**WHAT IS EXPECTED**
Reproduce the lines below from the one that contains "Check that every instance of the man's eye" through the end, inclusive, and add nothing.

**** TASK INPUT ****

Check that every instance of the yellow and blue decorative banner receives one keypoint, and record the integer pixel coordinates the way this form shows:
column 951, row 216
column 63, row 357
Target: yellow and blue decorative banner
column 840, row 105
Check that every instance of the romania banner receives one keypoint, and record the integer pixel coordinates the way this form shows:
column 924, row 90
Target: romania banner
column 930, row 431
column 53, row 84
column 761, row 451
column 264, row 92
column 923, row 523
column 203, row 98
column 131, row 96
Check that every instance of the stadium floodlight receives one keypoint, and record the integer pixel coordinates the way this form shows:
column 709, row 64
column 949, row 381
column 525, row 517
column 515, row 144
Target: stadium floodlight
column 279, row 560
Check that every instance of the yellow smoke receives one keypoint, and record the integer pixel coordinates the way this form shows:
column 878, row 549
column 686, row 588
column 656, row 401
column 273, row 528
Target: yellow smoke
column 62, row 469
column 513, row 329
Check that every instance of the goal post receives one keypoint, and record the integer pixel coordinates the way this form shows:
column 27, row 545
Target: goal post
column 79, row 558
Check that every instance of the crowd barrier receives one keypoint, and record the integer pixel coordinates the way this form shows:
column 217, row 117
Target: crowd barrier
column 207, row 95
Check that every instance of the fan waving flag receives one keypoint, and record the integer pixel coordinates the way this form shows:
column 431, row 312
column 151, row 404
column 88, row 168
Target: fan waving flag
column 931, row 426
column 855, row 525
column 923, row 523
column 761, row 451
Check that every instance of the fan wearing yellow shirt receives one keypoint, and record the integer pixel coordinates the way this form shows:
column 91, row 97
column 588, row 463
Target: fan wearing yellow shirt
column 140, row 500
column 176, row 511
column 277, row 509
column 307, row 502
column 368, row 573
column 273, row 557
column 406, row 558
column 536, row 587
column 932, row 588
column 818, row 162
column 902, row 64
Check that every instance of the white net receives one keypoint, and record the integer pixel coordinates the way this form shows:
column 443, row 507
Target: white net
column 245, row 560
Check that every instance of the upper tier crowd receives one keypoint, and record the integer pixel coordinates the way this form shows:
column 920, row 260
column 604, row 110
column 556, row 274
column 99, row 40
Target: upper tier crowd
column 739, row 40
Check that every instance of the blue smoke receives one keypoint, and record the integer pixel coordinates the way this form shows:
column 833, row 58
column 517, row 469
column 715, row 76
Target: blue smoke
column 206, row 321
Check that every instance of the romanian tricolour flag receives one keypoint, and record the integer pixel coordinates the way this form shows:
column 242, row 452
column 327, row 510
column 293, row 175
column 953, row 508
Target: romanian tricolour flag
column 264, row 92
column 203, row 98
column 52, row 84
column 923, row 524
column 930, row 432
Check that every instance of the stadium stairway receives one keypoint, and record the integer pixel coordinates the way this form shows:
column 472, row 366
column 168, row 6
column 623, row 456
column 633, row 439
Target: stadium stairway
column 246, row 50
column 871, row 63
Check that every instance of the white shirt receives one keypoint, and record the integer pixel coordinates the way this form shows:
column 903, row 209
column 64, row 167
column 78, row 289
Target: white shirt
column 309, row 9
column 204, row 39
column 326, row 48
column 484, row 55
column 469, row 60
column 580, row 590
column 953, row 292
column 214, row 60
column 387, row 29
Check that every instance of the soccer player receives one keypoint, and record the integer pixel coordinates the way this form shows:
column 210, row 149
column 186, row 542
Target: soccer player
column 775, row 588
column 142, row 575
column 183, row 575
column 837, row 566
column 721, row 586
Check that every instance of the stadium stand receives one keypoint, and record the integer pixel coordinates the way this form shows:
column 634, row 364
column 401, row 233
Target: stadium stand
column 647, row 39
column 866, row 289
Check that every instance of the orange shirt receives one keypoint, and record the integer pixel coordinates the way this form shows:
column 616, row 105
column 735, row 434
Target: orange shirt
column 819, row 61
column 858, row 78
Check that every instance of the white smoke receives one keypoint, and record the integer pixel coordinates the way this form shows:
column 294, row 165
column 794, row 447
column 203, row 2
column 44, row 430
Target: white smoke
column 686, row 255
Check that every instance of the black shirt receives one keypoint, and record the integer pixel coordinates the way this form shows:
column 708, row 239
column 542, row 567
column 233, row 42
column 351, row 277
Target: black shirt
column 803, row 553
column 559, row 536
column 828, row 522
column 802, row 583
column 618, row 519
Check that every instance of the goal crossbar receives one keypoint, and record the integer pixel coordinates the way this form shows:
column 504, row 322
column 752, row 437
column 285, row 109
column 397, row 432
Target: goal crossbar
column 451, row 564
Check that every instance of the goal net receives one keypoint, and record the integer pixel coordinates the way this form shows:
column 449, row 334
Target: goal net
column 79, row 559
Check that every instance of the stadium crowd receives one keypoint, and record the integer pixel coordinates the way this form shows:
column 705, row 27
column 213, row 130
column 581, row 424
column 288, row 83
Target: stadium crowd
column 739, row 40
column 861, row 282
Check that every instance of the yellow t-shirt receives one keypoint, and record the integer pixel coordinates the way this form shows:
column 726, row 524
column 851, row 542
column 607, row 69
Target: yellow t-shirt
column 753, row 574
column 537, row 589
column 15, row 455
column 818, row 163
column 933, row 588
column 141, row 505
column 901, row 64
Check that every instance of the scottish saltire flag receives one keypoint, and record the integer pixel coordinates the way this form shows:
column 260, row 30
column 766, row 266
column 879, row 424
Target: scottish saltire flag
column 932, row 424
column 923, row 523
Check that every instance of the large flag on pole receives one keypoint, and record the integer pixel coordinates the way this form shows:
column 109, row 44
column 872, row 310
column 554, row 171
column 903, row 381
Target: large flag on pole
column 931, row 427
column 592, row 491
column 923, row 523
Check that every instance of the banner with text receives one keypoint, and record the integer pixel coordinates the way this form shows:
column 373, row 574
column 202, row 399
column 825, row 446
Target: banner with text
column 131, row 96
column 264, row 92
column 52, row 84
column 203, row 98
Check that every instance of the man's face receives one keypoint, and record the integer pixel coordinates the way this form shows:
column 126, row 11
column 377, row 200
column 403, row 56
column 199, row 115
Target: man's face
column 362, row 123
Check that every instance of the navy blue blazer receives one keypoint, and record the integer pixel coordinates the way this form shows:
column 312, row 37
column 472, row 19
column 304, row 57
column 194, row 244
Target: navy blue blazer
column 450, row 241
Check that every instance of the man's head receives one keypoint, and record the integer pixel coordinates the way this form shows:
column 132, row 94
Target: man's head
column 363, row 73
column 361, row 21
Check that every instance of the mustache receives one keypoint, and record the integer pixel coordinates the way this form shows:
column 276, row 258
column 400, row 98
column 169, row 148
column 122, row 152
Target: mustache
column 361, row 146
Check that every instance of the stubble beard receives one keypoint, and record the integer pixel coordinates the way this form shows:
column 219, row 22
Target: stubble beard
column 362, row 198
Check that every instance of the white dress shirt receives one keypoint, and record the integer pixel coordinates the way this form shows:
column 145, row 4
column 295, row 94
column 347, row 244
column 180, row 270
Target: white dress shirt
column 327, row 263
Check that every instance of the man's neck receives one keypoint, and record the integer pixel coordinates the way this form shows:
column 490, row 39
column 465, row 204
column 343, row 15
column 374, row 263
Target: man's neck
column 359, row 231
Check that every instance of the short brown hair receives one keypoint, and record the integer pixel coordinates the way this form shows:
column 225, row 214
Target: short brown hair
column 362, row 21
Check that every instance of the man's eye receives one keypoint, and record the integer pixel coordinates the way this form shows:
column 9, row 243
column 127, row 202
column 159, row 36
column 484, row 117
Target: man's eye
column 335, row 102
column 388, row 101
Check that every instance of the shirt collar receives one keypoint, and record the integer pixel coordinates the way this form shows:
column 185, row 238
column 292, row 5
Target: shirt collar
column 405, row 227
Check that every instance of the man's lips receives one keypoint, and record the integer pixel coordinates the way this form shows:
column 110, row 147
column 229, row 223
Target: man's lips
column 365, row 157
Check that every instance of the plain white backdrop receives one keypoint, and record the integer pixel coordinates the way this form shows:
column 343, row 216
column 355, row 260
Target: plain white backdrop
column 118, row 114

****

**ANSWER IN FULL**
Check that every instance of the man's eye receives one keypoint, and record the integer pixel coordinates the way this form shows:
column 9, row 243
column 127, row 202
column 159, row 36
column 484, row 117
Target: man's eye
column 335, row 102
column 388, row 101
Check that every instance of the shirt collar receives one keypoint, and record the integer pixel coordinates the way this form shows:
column 185, row 238
column 292, row 5
Target: shirt collar
column 405, row 227
Check that every instance of the man's lips receives one keypoint, and record the integer pixel coordinates the way this form shows:
column 110, row 147
column 229, row 223
Target: man's lips
column 365, row 157
Check that every instance of the plain white backdrop receives one keypoint, and record the integer pixel coordinates the way this form shows:
column 343, row 216
column 355, row 260
Target: plain white backdrop
column 118, row 114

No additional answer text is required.